— ACTION ITEM —
Starting at the first line, copy the data below through to the end, exactly.

— ENTRIES PROVIDED —
______

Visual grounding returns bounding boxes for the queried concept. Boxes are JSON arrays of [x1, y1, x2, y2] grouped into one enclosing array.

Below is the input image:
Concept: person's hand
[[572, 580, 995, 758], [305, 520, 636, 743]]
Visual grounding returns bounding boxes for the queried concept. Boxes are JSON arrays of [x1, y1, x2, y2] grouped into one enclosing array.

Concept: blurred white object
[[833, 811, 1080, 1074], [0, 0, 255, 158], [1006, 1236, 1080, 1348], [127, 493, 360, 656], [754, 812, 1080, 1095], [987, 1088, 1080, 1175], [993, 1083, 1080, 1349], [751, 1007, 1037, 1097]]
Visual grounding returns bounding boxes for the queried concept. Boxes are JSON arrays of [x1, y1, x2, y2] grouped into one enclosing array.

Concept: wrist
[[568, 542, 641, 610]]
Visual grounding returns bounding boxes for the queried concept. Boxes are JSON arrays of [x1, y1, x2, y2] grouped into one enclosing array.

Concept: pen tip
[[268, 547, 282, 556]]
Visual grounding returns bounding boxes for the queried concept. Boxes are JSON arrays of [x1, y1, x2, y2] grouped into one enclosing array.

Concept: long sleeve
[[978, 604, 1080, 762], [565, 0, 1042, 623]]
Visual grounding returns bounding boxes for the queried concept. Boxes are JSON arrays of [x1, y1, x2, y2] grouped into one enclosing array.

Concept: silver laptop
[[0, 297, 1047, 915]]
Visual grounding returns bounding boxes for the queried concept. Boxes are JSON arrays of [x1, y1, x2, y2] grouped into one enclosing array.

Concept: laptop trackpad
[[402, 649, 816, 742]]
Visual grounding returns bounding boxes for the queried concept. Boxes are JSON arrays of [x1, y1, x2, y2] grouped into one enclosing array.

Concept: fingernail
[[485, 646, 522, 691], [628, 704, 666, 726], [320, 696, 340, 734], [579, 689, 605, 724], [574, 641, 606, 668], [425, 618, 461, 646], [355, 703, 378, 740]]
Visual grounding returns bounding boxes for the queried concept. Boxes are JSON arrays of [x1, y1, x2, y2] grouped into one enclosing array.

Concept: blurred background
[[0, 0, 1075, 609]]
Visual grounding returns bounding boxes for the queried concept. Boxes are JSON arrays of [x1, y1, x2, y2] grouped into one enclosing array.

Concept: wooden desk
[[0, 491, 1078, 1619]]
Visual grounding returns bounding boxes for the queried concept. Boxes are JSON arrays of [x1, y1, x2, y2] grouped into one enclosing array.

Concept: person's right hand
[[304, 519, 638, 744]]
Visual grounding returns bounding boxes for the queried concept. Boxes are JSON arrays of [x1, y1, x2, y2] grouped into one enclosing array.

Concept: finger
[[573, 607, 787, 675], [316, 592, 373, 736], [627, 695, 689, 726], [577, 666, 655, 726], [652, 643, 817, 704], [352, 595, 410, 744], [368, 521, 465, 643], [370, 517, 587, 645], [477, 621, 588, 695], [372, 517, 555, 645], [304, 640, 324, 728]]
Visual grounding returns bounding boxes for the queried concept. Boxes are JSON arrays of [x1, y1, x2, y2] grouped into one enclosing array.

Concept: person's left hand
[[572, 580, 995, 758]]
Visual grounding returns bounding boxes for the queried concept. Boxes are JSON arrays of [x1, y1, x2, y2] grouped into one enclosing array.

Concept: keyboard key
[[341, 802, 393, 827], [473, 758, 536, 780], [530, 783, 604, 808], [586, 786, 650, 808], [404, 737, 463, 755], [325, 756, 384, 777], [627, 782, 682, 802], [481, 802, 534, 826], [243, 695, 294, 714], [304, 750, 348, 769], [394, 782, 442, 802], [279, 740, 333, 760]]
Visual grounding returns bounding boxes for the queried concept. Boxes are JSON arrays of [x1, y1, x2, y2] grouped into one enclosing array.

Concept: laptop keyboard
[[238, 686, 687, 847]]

______

— SOLUTION FOR THIS TASK —
Visual grounding returns bounding boxes for the queried concept. Boxes are JSON arrays of [x1, y1, x2, y2] grouped into one enclosing array.

Below is the input image:
Concept: person's hand
[[572, 580, 995, 758], [305, 520, 636, 743]]
Visual grounding returns bounding boxes for the queried concept. Boxes are JSON arrays of [x1, y1, x2, y2] grouped into one enclosing array.

Concept: blurred white object
[[833, 811, 1080, 1074], [0, 0, 255, 158], [1006, 1236, 1080, 1348], [127, 493, 360, 656], [754, 812, 1080, 1095], [987, 1088, 1080, 1175], [993, 1083, 1080, 1349], [751, 1007, 1037, 1097]]
Visual grounding returns bounding boxes for the queried concept. Boxes are JSON arrays of [x1, y1, x2, y2] grouped into one enclosing array.

Concept: wrist
[[568, 542, 641, 610]]
Visual grounding returns bounding boxes for the queried concept. Boxes are JSON arrays of [x1, y1, x2, y2] grouped into one enclosing array.

Concept: pen tip
[[268, 547, 282, 556]]
Visual grounding returns bounding boxes for the queried concept. Boxes are JSON arrays of [x1, y1, x2, y2] grouped into one enclosing array.

Concept: long sleeve
[[978, 604, 1080, 762], [565, 0, 1042, 623]]
Visual grounding returns bounding boxes for the queried concept. Boxes are JSON arrays of [x1, y1, x2, y2] grouped into one enclosing array.

Concept: silver laptop
[[0, 297, 1047, 915]]
Visual grounding returns bounding boxes for the queried concept. Boxes are JSON arrays of [x1, y1, x2, y2] grouped into one enclosing array.

Concept: laptop trackpad
[[402, 649, 816, 742]]
Visual grounding returns bounding boxes for the queried concept. Boxes are JSON arrays of [x1, y1, x2, y2] grouped into one enclosing array.

Concept: fingernail
[[485, 646, 522, 691], [628, 704, 666, 726], [320, 696, 340, 734], [579, 689, 605, 724], [574, 641, 606, 668], [425, 618, 461, 646], [355, 703, 378, 740]]
Visual grounding returns bounding boxes for the queried concept. Boxes are JSON arrays of [x1, y1, x2, y2] grouped into one enclosing array.

Concept: blurred background
[[0, 0, 1075, 609]]
Visual grounding returns bounding boxes for the queried concept. Boxes are JSON arrays of [x1, y1, x2, y2] grouped into one enclosing array.

Concept: wooden desk
[[0, 491, 1078, 1619]]
Visual grounding returns bounding boxes for the queried concept. Boxes are JSON arrays of [x1, y1, x2, y2] grouped into one enclosing array.

Concept: person's right hand
[[304, 519, 638, 744]]
Visual grounding returns bounding boxes for the queried concept. Boxes are JSON arrays of [x1, y1, x2, y2] grouped into one enclosing array.

Concept: finger
[[573, 607, 787, 675], [316, 592, 373, 736], [627, 695, 689, 726], [577, 666, 655, 726], [652, 643, 817, 704], [352, 595, 410, 744], [368, 521, 465, 643], [370, 517, 587, 645], [477, 621, 588, 695], [372, 517, 555, 645], [304, 640, 324, 728]]
Visual grounding returns bounding boxes for the queried concept. Boxes are JSON arrays of [x1, y1, x2, y2] grouped into one enclosing array.

Concept: person's left hand
[[572, 580, 995, 758]]
Visual grounding returns bounding boxes for the queried concept. Boxes are JSON arrays of [x1, y1, x2, y2] grouped into one enclosing array.

Concept: keyboard key
[[341, 802, 393, 827], [473, 758, 536, 780], [530, 783, 604, 808], [586, 786, 650, 808], [404, 737, 463, 755], [325, 756, 384, 777], [627, 782, 682, 802], [481, 802, 534, 826], [243, 695, 294, 714], [304, 750, 348, 769], [394, 782, 442, 802], [279, 740, 333, 760]]
Visual grounding returns bounding boxes for the queried concept. Boxes are JSON arrays of [x1, y1, x2, y2] grouped into one enclosing array.

Concept: laptop keyboard
[[238, 686, 687, 847]]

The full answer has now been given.